» Instructions to follow
In the answer, each line must appear exactly as in the records, and no picture may appear.

» Records

======

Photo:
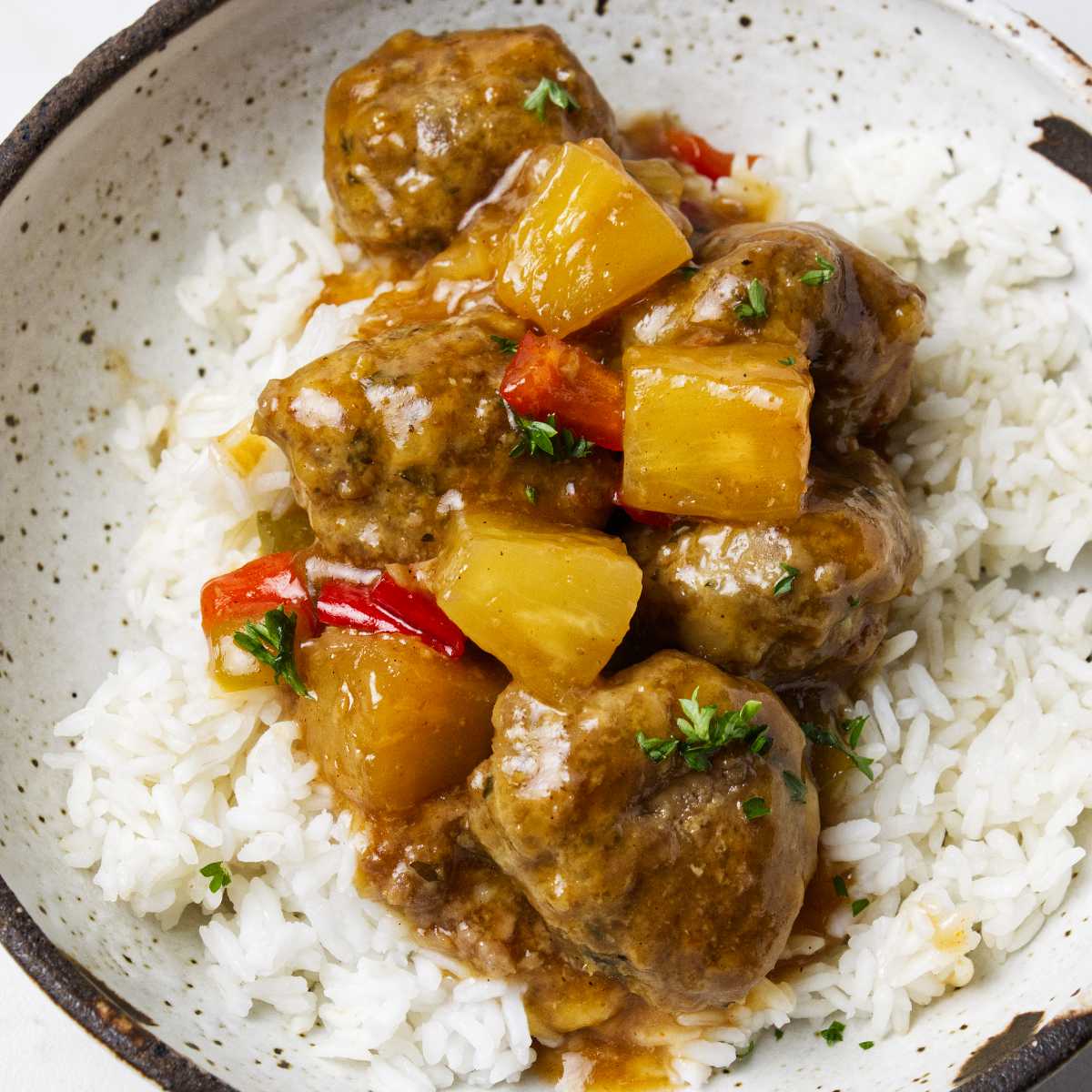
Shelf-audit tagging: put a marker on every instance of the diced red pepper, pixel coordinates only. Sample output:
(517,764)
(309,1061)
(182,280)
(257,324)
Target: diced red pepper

======

» Task response
Photo:
Shelf-audit tagging: put a marker on every instance of the diced red pepper, pixel coordinates only. Sample output:
(517,764)
(309,1061)
(182,280)
(257,324)
Target: diced red pepper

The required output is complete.